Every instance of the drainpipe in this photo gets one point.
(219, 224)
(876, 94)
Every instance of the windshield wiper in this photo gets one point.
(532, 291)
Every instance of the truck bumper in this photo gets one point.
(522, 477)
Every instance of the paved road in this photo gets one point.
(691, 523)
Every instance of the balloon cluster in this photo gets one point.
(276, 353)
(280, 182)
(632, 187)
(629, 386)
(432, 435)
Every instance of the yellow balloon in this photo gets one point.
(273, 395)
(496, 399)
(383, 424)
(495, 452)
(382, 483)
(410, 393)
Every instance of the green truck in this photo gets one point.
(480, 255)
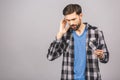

- - -

### PROBLEM REQUIREMENTS:
Begin with the line that has "Every instance of the yellow" and continue to the last line of the entries, printing each line exactly and nothing else; include both ends and skip the pictures.

### SOLUTION TO THE EXERCISE:
Every instance of the yellow balloon in this photo gets one point.
(273, 395)
(496, 399)
(383, 424)
(495, 452)
(382, 483)
(410, 393)
Every instance of the green truck in this photo gets one point.
(480, 255)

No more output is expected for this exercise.